Exercise brief = Return the lines beginning at the one that contains "Target: young boy" and continuing to the end of the entries, including both ends, exactly as written and nothing else.

[Natural-language object grounding data]
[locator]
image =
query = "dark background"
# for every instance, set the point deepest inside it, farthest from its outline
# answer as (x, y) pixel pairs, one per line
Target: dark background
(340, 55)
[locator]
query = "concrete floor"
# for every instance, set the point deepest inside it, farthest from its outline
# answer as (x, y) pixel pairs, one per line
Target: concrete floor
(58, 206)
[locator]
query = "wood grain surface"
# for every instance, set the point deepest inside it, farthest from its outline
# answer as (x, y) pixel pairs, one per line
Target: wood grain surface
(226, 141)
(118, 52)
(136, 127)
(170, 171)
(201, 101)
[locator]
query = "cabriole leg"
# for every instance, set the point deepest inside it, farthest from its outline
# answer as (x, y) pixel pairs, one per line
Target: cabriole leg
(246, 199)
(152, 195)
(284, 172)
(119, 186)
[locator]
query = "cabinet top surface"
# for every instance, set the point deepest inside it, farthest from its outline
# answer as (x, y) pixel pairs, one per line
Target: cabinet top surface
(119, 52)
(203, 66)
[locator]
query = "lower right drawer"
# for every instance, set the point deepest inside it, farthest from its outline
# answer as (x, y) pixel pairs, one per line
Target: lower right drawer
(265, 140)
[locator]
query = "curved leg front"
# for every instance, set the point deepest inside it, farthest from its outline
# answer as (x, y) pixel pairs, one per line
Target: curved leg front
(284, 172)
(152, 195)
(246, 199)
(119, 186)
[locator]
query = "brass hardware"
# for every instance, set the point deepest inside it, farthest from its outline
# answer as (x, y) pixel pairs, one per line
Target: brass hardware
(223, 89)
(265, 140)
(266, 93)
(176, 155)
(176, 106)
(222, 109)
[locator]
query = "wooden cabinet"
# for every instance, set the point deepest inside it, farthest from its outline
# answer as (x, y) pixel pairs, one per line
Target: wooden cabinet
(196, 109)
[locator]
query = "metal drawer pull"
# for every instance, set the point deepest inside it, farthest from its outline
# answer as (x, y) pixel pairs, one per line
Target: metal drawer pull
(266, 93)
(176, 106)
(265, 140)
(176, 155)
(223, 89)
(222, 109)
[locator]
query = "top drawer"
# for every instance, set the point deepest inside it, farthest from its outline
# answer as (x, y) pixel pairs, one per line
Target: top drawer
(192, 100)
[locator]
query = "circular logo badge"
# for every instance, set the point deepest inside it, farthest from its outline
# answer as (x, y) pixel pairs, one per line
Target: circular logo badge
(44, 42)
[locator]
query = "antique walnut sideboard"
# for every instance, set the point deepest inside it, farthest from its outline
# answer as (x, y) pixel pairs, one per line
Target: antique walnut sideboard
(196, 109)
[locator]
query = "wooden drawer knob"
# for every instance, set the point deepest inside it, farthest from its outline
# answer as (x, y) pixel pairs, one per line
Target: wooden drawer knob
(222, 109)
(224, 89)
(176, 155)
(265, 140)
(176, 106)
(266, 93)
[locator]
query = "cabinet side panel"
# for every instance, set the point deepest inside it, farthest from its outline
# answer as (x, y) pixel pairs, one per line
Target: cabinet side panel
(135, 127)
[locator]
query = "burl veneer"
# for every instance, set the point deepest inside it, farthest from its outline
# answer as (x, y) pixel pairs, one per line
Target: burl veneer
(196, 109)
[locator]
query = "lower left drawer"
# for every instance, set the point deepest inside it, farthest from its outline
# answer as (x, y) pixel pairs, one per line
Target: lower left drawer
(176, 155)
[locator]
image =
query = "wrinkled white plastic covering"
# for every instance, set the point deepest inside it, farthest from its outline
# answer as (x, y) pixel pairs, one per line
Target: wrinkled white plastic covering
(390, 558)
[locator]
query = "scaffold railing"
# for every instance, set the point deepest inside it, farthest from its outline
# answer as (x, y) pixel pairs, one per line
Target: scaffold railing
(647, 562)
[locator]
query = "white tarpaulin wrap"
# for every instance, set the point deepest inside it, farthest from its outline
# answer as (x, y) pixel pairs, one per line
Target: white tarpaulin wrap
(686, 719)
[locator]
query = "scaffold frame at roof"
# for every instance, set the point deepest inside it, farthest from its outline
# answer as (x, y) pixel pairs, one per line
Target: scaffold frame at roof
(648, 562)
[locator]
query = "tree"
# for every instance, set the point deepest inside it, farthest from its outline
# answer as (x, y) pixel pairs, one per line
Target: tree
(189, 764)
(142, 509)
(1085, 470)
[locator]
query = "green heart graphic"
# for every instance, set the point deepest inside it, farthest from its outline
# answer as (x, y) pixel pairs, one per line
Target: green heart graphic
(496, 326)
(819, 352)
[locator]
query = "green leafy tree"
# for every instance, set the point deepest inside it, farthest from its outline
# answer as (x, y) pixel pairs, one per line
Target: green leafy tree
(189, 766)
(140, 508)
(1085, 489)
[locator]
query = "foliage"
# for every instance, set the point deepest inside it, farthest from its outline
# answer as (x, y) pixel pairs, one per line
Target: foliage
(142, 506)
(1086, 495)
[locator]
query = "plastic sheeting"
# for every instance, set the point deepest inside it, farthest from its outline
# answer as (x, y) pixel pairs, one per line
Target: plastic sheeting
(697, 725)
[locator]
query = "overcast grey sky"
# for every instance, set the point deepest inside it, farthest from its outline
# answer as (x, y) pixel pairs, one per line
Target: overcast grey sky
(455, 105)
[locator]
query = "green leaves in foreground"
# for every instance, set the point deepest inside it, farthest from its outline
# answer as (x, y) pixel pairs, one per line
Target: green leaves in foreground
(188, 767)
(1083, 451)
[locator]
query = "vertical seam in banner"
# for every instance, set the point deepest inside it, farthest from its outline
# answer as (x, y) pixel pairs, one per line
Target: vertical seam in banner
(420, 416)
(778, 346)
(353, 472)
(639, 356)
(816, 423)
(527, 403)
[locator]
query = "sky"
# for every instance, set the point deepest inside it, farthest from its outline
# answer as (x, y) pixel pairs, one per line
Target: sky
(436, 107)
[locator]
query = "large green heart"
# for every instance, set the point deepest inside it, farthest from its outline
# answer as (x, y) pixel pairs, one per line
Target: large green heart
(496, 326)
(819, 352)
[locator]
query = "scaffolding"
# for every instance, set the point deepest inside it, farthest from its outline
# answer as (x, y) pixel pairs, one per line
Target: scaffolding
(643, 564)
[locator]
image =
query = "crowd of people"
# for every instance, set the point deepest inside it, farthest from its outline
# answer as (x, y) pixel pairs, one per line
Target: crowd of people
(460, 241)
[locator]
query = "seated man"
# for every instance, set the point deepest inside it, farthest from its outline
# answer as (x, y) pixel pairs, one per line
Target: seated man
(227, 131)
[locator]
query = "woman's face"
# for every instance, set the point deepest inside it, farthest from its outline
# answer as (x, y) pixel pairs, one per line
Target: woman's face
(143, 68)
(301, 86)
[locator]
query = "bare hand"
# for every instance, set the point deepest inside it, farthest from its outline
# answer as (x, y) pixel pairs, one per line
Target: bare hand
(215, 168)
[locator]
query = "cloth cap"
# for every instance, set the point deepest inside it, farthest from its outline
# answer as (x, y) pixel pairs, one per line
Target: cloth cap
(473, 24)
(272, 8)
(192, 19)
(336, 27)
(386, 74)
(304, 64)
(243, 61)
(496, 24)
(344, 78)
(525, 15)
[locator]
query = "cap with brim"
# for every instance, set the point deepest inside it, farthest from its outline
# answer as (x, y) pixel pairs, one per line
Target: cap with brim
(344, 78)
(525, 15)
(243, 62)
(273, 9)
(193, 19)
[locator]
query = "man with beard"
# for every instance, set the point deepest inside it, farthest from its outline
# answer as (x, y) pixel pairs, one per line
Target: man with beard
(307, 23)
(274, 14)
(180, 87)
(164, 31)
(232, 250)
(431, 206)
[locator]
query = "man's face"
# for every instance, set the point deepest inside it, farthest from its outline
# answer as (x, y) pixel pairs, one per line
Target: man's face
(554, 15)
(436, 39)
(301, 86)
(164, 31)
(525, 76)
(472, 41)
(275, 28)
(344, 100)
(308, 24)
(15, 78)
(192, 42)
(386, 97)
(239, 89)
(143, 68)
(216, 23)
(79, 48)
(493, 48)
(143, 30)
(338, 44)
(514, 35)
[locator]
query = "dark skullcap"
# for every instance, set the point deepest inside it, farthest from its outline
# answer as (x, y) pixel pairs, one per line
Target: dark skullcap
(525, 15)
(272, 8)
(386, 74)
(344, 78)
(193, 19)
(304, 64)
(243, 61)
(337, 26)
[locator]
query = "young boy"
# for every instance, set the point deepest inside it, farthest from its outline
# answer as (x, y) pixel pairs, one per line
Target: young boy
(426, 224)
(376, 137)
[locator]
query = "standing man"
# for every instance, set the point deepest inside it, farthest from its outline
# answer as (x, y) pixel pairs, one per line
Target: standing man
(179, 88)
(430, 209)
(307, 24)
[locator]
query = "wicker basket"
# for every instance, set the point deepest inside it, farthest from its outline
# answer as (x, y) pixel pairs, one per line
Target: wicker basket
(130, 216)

Your solution =
Target: young boy
(426, 224)
(376, 137)
[locator]
query = "standing man"
# for every instance, set the point deepest inside it, farthest from its outline
# answer as (x, y) pixel pairs, one per line
Target: standing man
(179, 88)
(430, 209)
(307, 24)
[locator]
query = "wicker basket"
# for every instance, set the point deepest inside it, farthest from its outline
# answer as (x, y) pixel pairs, one per line
Target: wicker basket
(130, 216)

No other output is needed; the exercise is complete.